> [PROBLEM STATEMENT] Give a single number in reply. It is the count of lines below that contain the string "bride".

(Data entries)
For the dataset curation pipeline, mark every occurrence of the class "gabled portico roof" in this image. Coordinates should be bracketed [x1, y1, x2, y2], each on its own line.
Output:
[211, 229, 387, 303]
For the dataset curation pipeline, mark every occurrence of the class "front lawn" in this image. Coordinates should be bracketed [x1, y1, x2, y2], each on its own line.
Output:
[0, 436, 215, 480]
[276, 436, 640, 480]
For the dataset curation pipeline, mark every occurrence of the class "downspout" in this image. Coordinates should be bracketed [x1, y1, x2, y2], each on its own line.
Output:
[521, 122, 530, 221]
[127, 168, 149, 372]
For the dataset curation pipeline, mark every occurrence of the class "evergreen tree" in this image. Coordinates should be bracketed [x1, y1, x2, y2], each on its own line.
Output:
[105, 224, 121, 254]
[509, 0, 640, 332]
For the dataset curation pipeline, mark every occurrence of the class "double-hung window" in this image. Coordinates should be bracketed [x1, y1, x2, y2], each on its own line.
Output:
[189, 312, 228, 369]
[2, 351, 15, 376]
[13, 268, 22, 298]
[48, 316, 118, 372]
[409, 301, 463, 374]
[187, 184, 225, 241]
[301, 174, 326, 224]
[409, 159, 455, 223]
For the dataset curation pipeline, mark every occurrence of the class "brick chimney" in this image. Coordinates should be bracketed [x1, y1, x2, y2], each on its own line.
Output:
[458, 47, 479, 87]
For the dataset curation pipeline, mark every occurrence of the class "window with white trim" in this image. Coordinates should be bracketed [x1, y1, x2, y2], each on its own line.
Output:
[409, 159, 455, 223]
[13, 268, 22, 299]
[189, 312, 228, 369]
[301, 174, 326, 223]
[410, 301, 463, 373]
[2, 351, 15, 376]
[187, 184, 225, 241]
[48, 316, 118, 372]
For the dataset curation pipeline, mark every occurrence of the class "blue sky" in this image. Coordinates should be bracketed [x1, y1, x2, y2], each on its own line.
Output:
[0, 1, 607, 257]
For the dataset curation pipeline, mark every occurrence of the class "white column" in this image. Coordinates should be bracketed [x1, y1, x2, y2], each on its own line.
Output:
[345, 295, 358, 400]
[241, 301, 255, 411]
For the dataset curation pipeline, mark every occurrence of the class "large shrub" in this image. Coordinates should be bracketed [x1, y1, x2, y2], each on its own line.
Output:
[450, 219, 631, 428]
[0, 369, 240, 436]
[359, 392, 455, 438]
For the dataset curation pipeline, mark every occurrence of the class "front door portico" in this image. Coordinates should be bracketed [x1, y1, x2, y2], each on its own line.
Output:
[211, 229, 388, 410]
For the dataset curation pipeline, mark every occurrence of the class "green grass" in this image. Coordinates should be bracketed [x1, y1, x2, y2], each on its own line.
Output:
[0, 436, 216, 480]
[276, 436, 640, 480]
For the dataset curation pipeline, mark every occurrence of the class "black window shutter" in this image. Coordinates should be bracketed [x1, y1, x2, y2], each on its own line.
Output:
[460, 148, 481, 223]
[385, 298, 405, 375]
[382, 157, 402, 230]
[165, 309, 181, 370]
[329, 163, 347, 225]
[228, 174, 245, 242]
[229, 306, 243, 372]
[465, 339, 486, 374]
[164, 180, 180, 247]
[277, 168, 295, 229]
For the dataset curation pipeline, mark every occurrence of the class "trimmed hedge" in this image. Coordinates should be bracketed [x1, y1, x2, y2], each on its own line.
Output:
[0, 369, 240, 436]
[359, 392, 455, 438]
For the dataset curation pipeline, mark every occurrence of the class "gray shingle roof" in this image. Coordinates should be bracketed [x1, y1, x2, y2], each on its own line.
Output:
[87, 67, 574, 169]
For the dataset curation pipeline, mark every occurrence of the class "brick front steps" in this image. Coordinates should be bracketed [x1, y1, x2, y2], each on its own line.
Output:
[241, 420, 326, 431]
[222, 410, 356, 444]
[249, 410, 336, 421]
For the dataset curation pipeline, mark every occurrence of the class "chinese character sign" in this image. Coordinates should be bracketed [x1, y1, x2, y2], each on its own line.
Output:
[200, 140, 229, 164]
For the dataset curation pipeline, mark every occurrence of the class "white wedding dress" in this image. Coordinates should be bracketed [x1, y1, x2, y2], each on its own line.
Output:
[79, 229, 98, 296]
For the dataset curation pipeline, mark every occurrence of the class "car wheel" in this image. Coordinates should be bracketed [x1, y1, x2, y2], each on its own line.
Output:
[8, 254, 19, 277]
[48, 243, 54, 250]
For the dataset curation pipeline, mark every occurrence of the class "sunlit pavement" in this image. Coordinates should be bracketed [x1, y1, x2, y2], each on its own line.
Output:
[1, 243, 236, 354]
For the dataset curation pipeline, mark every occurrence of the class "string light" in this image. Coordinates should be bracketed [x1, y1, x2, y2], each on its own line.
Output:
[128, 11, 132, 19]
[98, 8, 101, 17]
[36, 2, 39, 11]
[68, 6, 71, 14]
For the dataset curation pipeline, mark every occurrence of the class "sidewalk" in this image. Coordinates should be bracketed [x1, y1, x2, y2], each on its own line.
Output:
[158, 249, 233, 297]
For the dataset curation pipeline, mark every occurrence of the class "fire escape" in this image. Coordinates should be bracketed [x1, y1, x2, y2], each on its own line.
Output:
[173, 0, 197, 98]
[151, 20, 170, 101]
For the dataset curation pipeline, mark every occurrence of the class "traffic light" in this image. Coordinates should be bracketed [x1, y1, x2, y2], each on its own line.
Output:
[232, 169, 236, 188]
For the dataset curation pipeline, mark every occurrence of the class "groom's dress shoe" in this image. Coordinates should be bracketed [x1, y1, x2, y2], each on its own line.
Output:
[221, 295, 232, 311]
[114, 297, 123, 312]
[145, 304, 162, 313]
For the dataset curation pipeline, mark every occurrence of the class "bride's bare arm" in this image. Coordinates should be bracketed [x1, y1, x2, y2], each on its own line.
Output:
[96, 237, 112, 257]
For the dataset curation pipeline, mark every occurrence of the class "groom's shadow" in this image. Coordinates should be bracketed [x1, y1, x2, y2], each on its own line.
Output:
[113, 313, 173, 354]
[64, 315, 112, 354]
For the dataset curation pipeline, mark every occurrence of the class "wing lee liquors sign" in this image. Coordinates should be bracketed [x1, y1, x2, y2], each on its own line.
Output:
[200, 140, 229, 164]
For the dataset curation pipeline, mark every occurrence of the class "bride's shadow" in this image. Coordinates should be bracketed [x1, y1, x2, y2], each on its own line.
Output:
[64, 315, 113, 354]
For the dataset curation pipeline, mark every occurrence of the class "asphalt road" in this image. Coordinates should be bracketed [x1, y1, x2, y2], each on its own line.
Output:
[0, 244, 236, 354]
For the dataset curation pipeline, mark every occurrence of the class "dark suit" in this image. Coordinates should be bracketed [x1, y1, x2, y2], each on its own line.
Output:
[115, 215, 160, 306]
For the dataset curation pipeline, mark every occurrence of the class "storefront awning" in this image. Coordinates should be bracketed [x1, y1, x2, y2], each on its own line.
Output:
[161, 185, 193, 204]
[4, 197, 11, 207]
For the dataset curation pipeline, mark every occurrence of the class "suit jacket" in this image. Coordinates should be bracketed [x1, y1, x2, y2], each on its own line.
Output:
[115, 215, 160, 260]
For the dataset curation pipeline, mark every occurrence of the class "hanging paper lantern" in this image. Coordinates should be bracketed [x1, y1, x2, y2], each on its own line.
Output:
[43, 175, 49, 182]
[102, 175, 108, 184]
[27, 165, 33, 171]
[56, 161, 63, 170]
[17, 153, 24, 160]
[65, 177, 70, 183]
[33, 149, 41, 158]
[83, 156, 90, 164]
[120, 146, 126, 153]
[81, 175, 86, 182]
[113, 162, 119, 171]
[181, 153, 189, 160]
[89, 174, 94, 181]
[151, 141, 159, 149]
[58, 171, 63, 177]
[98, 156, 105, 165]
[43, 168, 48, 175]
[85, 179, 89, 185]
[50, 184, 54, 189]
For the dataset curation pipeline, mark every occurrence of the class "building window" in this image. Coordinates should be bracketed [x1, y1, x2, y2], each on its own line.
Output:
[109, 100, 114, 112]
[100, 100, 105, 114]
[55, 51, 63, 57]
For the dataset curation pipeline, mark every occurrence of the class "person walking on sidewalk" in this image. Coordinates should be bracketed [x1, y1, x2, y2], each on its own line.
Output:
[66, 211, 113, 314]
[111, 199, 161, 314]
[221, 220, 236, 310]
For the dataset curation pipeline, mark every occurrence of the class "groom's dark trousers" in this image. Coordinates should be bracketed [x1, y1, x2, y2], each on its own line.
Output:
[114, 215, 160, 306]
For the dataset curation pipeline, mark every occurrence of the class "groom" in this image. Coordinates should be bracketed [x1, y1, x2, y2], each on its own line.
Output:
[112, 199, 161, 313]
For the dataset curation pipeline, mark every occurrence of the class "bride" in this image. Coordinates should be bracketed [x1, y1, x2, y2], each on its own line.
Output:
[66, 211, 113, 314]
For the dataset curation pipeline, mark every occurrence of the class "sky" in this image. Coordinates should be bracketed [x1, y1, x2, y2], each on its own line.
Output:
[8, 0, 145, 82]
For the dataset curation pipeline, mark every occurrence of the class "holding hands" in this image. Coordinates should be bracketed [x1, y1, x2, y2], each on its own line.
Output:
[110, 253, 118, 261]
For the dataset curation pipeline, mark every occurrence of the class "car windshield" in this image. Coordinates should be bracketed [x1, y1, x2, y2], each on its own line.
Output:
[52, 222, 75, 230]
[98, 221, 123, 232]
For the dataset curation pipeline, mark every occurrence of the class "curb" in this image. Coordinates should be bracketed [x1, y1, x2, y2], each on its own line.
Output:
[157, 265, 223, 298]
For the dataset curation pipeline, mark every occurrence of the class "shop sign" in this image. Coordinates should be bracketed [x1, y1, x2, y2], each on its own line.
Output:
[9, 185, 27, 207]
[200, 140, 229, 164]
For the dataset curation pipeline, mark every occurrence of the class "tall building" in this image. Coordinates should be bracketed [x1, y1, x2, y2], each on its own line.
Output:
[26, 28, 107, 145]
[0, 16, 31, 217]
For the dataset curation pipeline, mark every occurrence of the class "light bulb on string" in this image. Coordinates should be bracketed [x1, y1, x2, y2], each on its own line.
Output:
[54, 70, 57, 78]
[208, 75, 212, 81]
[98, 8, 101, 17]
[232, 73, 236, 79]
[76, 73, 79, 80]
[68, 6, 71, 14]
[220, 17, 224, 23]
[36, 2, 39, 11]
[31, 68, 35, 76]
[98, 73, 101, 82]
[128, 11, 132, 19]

> [RESPONSE TO THIS TASK] 3